### QUOTED PASSAGE
____

# male cats



## Crazy_cat_lady (22 October 2015)

Does anyone else's have an excessive urge to sex things up? Mine keeps trying to go after my arm, he's 8 now and had the snip when he was a kitten he's always had a healthy appetite for trying to do these things but yesterday I kept trying to stroke him and each time got a shriek that you cannot mistake the intent behind it even if you hadn't seen him do it previously before he tries to attach himself to my arm! I know he's male but even so &#128514; maybe I should give him some of H's rig calm!


----------



## Meowy Catkin (22 October 2015)

There's three male cats here and no naughty antics. 

Maybe cat rig calm is the way to go.


----------



## Emma_H (23 October 2015)

I have an 8 year old neutered male and for as long as I can remember he has "got it on" with anything fluffy! 
He humps fleecy blankets and fluffy scarves!

____

### RECORDED DATA

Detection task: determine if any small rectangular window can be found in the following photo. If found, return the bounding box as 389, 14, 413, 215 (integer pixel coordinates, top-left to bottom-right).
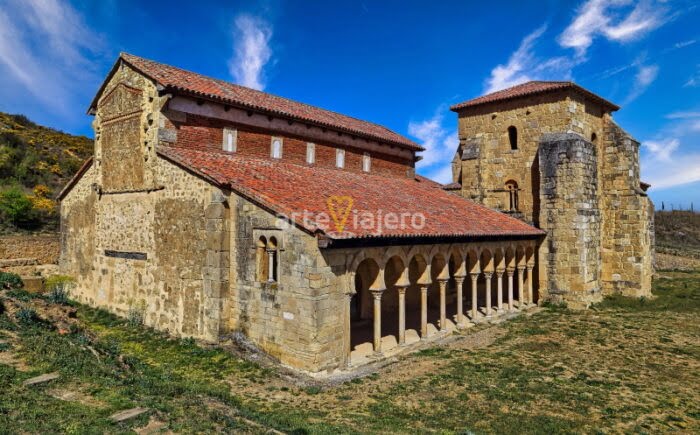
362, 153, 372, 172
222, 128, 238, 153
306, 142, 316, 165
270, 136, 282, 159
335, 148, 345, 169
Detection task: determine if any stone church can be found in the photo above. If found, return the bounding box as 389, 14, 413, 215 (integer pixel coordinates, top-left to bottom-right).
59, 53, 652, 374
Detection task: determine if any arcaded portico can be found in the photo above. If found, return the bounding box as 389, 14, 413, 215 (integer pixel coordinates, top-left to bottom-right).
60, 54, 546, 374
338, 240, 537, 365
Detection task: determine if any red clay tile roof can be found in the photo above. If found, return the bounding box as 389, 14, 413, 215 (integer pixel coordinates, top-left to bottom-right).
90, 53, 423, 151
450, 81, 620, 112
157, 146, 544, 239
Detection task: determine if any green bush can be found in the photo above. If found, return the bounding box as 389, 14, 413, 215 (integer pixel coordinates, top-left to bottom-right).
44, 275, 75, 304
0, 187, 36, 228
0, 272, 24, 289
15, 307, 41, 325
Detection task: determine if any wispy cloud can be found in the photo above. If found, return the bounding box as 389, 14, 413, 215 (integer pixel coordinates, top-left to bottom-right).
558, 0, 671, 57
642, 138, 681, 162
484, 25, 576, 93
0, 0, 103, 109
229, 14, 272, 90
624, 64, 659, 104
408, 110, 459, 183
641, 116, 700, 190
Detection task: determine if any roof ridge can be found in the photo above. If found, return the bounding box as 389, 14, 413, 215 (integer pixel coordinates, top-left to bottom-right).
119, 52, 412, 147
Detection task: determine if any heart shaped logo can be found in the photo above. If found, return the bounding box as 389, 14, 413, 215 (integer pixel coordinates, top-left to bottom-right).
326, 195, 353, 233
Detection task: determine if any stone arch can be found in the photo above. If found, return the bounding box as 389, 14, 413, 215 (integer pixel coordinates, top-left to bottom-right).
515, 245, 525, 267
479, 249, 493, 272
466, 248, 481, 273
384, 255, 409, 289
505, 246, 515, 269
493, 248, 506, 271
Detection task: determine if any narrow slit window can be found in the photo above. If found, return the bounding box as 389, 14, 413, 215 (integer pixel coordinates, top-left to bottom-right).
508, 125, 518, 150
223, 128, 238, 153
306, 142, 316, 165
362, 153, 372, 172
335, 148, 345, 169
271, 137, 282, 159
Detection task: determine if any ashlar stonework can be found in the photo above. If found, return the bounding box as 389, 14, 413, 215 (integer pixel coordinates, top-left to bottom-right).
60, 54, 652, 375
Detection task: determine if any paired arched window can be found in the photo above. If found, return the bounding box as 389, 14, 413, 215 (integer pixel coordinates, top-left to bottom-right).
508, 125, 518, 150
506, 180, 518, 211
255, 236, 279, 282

____

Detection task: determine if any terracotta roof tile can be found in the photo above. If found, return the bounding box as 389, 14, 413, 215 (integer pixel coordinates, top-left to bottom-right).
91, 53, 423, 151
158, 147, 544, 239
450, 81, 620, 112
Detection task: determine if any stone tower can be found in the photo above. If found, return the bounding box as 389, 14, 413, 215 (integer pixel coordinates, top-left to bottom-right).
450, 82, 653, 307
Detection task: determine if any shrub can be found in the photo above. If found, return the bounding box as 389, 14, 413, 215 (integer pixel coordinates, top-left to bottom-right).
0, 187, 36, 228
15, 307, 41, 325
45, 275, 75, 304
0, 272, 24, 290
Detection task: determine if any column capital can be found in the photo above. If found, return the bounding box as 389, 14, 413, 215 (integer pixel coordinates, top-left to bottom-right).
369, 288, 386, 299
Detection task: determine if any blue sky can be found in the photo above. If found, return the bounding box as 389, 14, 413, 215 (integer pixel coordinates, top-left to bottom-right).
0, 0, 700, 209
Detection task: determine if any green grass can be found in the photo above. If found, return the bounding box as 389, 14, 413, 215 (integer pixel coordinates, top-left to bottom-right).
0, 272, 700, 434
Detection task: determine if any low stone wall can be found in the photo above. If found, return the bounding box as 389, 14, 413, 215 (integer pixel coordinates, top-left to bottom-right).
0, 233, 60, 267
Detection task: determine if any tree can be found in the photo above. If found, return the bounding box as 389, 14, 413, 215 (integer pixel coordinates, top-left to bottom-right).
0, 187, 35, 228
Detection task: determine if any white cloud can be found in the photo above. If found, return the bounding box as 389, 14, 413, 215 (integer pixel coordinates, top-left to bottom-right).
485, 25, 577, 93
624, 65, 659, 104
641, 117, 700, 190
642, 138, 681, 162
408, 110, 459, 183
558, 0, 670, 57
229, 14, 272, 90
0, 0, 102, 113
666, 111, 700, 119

____

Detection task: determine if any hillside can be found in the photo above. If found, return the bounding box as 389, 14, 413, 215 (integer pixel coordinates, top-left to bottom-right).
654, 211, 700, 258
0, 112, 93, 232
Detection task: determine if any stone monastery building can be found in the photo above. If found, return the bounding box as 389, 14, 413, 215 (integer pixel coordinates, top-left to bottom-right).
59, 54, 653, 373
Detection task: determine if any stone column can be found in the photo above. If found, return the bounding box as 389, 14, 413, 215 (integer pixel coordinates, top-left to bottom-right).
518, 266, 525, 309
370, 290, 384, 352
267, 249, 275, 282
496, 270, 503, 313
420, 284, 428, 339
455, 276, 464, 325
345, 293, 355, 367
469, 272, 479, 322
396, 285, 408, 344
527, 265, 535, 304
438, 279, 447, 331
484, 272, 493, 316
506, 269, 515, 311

____

### PROBLEMS TO SOLVE
(a) Repeat the passage from the male cats thread word for word, starting with "# male cats" and going on through "Catkin (22 October 2015)".
(b) Pick up the forum thread about male cats from the point where it stops and keep writing it.
The records have nothing to do with the thread about male cats.

### ANSWERS TO THE PROBLEMS
(a)
# male cats



## Crazy_cat_lady (22 October 2015)

Does anyone else's have an excessive urge to sex things up? Mine keeps trying to go after my arm, he's 8 now and had the snip when he was a kitten he's always had a healthy appetite for trying to do these things but yesterday I kept trying to stroke him and each time got a shriek that you cannot mistake the intent behind it even if you hadn't seen him do it previously before he tries to attach himself to my arm! I know he's male but even so &#128514; maybe I should give him some of H's rig calm!


----------



## Meowy Catkin (22 October 2015)

(b)
I checked with the vet a few years ago to make sure he had definitely been done properly and he has. 

It's terribly embarrassing if he does it in front of anyone though!!!


----------



## 9tails (23 October 2015)

Blimey none of my male cats have shown any sexual tendencies.


----------



## missmatch (23 October 2015)

Zylkene might help your cat. I've found it quite good for a lot of behaviours. You can buy it online, half the price of the vets.


----------



## chillipup (23 October 2015)

A friend used to own a neutered buck rabbit that would do the same to fluffy socks - especially when being worn! I'd suggest getting him a fluffy toy cat to "play" with.


----------



## Emma_H (23 October 2015)

chillipup said:



			I'd suggest getting him a fluffy toy cat to "play" with.

Click to expand...

It does work. 

My mum found it hilarious to make a cat shaped (I say shaped as it was rubbish and looked only vaguely like a cat) toy out of one of those fluffy stretchy scarves. It even had a collar with a bell. 

Every so often I get it out for my boy to "play" with. 

I'll ask my mum to make you one CCL  !!!


----------



## Crazy_cat_lady (17 November 2015)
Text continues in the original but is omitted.